** Dataset extract follows **

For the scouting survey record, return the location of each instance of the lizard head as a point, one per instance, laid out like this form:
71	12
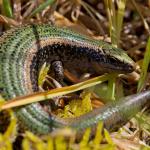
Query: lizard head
109	59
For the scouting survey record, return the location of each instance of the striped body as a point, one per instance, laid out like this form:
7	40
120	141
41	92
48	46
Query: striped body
23	51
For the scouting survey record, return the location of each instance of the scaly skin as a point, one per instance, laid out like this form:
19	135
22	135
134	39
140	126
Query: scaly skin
23	50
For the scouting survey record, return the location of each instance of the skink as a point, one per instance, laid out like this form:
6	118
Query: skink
23	50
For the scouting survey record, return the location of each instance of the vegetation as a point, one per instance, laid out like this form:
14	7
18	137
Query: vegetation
126	24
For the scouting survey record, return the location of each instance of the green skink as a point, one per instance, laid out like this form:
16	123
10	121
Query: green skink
25	49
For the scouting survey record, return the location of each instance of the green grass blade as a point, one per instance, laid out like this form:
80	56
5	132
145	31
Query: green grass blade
146	62
42	7
7	9
41	96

** End of Dataset extract **

**Assignment**
Only the number is wanted: how many lines in the preceding entries hold the string "form"?

**Task response**
7